● AIM OF THE EXERCISE
When the word "black" appears in a line of the data below, list that line.
——————————
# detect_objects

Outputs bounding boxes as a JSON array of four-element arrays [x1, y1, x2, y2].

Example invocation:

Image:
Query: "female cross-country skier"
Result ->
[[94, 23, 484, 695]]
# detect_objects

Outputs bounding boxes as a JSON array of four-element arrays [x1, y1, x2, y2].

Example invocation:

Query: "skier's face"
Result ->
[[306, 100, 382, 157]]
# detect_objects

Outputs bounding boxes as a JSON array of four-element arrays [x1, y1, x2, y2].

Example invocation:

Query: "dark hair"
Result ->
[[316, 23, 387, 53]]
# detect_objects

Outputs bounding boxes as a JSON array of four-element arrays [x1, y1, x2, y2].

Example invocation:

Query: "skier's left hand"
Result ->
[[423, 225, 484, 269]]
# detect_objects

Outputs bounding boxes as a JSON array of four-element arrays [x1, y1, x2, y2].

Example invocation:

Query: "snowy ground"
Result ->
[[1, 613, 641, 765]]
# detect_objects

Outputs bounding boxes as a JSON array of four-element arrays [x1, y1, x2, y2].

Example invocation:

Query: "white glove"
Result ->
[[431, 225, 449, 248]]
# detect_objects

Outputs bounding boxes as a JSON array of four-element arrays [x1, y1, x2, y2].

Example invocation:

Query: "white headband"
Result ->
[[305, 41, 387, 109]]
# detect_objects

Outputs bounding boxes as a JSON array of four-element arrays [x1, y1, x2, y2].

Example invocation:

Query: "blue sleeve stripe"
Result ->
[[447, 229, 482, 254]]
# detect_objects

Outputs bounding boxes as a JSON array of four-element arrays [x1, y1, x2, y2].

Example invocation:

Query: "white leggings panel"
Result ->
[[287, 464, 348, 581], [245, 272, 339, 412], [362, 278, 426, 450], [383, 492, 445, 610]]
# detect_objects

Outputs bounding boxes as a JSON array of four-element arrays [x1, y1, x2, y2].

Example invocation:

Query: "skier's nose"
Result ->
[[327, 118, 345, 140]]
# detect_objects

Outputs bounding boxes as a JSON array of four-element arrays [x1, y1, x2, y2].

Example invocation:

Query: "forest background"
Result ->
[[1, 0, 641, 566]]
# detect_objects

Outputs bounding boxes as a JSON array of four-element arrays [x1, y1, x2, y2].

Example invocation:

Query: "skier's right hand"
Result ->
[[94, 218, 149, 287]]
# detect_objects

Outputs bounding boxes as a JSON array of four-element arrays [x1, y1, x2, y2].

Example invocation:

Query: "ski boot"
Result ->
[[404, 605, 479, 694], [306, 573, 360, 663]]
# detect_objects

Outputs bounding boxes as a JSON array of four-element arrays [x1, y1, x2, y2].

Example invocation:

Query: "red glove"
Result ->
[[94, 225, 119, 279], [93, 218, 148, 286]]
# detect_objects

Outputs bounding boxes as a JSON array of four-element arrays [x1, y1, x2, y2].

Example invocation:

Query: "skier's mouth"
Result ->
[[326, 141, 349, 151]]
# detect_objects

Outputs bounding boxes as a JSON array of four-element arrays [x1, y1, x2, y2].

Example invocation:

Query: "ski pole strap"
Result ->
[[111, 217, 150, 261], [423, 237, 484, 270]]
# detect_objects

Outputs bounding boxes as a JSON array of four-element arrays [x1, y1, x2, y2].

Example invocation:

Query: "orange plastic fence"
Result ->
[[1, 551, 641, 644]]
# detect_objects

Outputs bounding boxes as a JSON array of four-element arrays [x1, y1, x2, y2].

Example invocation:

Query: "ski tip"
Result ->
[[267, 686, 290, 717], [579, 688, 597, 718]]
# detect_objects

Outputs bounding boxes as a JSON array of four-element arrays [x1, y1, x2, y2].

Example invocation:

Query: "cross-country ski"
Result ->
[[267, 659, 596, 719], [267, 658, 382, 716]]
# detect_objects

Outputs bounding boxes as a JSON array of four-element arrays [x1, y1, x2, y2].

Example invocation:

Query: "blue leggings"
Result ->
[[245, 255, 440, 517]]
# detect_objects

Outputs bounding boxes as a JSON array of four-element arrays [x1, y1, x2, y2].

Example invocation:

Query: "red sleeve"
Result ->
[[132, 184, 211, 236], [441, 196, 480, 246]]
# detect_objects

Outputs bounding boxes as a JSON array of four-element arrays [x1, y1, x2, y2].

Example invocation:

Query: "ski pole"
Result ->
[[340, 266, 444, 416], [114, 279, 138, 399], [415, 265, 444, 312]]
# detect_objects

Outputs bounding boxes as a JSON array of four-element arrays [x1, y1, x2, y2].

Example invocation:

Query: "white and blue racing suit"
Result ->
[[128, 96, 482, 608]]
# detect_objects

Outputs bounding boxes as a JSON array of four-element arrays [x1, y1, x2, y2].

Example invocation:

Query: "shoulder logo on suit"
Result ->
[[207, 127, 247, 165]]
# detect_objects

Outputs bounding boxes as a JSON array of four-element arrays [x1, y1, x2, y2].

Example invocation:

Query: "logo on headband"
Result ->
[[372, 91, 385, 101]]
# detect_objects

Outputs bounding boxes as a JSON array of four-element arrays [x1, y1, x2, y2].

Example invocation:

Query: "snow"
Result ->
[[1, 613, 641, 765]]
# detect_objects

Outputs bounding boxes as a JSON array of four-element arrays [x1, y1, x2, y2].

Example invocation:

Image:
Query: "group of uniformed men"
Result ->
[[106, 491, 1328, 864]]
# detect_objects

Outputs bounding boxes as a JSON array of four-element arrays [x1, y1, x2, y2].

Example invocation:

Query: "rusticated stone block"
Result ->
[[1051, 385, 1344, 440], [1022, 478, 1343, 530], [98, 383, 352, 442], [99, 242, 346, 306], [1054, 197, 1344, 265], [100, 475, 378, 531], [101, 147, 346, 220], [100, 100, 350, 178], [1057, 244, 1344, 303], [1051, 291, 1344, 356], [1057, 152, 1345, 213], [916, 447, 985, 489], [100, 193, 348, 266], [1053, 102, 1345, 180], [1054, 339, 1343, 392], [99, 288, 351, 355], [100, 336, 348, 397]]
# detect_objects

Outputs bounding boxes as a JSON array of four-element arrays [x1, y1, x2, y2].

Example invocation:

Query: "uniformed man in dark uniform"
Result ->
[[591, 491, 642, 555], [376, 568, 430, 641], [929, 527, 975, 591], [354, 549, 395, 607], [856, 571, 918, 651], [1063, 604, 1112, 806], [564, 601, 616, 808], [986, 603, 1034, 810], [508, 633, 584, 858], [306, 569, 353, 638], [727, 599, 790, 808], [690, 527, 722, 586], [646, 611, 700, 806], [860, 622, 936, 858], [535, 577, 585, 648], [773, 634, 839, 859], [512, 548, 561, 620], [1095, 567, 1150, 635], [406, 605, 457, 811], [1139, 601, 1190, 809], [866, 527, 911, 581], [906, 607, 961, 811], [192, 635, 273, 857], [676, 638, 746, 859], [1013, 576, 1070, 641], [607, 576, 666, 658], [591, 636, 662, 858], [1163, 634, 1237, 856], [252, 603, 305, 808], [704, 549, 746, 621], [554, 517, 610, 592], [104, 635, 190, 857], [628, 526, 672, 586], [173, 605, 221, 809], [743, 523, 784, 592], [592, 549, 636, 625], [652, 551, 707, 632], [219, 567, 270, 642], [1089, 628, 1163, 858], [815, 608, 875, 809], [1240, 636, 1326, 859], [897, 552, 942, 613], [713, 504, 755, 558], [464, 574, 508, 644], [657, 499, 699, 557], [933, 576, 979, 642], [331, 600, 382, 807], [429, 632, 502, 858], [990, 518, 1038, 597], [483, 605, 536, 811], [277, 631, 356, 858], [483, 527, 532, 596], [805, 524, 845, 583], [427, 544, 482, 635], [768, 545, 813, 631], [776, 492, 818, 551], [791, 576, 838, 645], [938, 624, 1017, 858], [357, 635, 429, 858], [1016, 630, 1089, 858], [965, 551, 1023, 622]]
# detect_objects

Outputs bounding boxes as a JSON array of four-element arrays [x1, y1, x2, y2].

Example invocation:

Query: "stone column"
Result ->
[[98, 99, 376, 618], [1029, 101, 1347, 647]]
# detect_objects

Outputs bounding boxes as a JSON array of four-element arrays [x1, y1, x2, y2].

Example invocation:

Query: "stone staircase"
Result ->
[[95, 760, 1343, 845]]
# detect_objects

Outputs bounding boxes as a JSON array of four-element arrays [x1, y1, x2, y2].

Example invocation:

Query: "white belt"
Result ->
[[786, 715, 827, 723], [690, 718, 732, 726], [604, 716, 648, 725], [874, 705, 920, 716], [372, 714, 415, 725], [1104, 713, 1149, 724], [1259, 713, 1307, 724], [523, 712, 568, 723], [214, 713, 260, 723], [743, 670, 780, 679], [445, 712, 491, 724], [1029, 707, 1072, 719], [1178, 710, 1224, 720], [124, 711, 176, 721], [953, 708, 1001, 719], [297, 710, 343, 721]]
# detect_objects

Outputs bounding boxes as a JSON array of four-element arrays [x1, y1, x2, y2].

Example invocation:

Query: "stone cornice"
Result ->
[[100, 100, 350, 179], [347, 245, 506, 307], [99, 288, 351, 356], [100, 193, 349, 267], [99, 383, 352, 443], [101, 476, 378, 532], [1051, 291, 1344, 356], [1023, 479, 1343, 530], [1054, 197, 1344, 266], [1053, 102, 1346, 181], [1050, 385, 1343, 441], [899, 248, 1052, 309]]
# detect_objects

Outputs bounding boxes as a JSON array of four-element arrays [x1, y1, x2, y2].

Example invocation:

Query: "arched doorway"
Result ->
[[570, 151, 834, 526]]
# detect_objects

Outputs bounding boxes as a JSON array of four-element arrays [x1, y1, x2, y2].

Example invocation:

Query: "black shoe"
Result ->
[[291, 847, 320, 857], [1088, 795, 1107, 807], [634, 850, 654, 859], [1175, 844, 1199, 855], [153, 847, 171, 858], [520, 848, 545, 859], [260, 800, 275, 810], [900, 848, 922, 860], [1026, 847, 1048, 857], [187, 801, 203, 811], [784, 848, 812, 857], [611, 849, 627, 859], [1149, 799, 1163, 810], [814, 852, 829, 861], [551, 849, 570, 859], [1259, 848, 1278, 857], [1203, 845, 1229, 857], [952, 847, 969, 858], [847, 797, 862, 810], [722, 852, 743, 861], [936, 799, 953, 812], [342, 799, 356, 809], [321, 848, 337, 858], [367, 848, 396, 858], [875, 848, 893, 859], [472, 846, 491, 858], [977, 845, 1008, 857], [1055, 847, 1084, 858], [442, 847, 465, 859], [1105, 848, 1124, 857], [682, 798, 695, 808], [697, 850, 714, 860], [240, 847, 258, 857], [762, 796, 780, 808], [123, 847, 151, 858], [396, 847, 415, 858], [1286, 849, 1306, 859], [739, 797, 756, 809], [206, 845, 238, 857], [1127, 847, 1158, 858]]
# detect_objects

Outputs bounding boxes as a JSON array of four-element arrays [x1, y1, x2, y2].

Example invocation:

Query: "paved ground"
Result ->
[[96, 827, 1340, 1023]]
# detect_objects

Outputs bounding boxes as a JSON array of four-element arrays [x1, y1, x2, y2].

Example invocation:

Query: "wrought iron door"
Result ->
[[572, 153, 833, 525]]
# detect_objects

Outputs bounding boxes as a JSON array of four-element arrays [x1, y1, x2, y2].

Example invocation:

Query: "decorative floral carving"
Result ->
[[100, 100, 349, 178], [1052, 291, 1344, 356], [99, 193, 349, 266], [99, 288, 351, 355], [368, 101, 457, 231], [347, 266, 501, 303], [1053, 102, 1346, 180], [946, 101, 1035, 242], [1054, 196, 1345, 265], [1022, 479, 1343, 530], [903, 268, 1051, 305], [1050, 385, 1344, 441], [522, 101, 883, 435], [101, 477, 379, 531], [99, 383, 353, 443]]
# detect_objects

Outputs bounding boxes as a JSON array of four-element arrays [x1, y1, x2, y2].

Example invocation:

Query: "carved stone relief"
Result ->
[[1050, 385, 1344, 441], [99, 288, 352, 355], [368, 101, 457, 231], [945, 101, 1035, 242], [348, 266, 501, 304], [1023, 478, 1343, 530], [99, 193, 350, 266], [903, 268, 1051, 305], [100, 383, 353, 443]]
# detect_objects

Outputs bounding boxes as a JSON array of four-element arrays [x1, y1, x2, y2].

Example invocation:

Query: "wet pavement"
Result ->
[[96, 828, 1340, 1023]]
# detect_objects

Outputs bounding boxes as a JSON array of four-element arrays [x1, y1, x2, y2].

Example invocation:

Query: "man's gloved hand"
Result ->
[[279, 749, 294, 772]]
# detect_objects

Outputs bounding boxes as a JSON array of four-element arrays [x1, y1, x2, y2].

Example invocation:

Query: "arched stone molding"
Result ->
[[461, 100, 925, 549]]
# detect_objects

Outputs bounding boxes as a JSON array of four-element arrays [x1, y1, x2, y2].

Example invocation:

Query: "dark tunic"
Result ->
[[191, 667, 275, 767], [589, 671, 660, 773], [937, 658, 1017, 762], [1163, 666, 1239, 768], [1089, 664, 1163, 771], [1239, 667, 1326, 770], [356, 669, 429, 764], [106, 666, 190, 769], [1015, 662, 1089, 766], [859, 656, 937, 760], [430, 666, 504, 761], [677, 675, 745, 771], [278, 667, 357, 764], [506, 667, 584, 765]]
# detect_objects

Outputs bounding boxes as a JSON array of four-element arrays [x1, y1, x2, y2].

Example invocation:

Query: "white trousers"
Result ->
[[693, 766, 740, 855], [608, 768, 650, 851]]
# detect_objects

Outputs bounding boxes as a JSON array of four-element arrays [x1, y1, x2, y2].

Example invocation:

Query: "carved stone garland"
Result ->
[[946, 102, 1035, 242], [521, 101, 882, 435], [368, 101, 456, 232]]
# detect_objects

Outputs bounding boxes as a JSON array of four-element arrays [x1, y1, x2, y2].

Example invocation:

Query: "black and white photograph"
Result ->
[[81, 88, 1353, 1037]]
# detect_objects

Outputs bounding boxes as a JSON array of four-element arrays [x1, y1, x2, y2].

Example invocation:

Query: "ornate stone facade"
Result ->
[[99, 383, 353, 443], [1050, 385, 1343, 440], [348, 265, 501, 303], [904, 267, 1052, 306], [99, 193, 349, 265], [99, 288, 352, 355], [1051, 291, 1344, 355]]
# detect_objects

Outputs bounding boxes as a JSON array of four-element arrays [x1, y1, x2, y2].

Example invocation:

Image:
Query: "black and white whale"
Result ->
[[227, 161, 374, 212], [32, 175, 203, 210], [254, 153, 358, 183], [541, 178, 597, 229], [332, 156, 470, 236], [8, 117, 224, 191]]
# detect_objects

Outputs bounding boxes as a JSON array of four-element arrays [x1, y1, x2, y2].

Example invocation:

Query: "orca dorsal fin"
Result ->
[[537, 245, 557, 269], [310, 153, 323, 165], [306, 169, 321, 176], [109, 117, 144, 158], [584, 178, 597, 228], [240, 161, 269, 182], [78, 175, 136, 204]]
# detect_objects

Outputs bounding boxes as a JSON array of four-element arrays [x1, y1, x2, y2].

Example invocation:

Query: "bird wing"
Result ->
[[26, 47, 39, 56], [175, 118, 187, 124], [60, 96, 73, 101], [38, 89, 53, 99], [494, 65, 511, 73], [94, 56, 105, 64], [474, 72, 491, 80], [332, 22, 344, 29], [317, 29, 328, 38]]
——————————
● TASK ANSWER
Query: "black shoe"
Query: "black and white photograph"
Query: "black and white whale"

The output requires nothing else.